O’Hara launched the ABC campaign with a group of local children, parents, and a range of professionals. O’Hara’s campaign’s goal is to ensure that individuals, including professionals, children and families living in Birmingham, understand and recognize the significance of living in poverty and its consequences and are united in looking for ways to alleviate it. Additionally, O’Hara and his colleagues are working to make Birmingham one of the safest cities and provide equal opportunities for children and young people living and growing up in the city so they can fulfil their full potential. Furthermore, O’Hara demonstrated an understanding of the behaviour of those in positions of power, such as the heads of local authorities, who were very self-centred and contributed to social issues within society. From a social work perspective, O’Hara stated that the statutory services provided by the local council are unable to meet the needs of vulnerable children due to a lack of funding resulting from recent government cuts.

O’Hara’s introduction to the book engaged me, in which he introduces himself and his wife’s love for Birmingham, and the fact that their own children are attending the same school that they did. Initially, the statistics used helped me understand the city. However, midway through the book, the many figures made me slightly confused and lose some interest. When O’Hara explained how the ABC campaign started, I was intrigued because I have a passion for supporting children and young people and being able to make a difference in their lives. In other words, reading about the ABC campaign and what it is about, its objective, and the outcome gave me motivation and empowerment in my own future profession as a social worker. I felt compassion for the children living in Birmingham. Reading further into the start-up of the campaign, I developed empathy for the children and young people living in poverty and the limited resources, support, and care they are receiving.

§ **Information shown**:
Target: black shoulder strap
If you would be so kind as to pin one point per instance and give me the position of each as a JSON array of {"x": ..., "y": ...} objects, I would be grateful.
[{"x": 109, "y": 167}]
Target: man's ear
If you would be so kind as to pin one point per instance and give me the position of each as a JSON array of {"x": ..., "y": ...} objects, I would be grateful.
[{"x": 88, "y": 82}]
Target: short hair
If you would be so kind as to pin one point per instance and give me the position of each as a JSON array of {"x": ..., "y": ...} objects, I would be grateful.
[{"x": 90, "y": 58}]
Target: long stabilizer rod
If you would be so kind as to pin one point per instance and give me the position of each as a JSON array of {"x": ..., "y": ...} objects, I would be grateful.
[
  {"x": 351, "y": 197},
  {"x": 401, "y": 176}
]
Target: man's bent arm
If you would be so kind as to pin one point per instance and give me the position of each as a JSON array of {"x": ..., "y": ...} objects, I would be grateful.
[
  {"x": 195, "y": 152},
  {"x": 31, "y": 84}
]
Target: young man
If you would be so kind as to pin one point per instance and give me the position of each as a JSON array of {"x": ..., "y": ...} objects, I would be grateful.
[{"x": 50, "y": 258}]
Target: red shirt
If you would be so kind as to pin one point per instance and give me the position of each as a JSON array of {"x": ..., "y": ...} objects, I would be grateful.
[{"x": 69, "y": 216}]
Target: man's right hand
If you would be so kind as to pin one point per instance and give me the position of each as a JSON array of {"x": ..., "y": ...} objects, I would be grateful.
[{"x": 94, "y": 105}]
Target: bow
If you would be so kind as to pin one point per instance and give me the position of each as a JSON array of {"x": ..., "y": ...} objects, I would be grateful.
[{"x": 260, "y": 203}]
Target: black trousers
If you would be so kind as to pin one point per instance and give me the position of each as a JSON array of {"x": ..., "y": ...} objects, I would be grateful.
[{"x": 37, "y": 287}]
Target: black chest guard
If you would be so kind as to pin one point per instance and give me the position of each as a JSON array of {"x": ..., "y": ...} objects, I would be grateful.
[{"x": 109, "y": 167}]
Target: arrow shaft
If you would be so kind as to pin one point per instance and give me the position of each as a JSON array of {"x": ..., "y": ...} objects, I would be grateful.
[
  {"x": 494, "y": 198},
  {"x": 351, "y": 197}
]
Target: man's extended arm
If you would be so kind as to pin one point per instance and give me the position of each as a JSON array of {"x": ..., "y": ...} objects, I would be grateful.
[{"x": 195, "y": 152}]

§ **Work order A**: Rewrite the paragraph of the passage about O'Hara's ABC campaign that begins "O'Hara launched the ABC campaign" as a bulleted list. Keep its main facts.
§ **Work order B**: In the passage about O'Hara's ABC campaign, what reason does O'Hara give for the local council's statutory services being unable to meet the needs of vulnerable children?
§ **Work order C**: Continue the passage about O'Hara's ABC campaign from its last sentence.

§ **Answer section A**:
- O'Hara launched the ABC campaign with a group of local children, parents, and a range of professionals.
- The campaign aims to make people in Birmingham, including professionals, children, and families, understand and recognize the significance of living in poverty and its consequences. It also aims to unite them in looking for ways to alleviate it.
- O'Hara and his colleagues are working to make Birmingham one of the safest cities. They also want equal opportunities for its children and young people so they can fulfil their full potential.
- O'Hara showed an understanding of the behaviour of those in power, such as heads of local authorities. He saw them as very self-centred and as contributing to social issues.
- O'Hara stated that the local council's statutory services cannot meet vulnerable children's needs. The cause is a lack of funding resulting from recent government cuts.

§ **Answer section B**: A lack of funding resulting from recent government cuts.

§ **Answer section C**:
From my perspective, the book would benefit from using fewer figures and statistics. O’Hara wrote the book based on his personal experience as a social worker, which began with inspiration from a first-time mother facing challenges and led to discussions about similar challenges other parents may face with raising their children. Overall, the book concluded effectively, ending with positive statements for all individuals who helped, supported, and made positive contributions to the ABC campaign. This point is essential to acknowledge the individuals who achieved the campaign, so that they are credited for their work and to make it known to others reading the book. O’Hara directed a statement to promote the book to Birmingham councilors, members of parliament, and other stakeholders. One great aspect is that the book provided a summary of the author’s personal life, which highlighted great points about his social work profession and family.

In conclusion, the book was an excellent read and is recommended for those interested in children and young people and how they navigate and survive in society. It is also suitable for those interested in social work and who are motivated to make a difference in the lives of children, young people, and families. Overall, the book is recommended for students, health and social care professionals, and service users.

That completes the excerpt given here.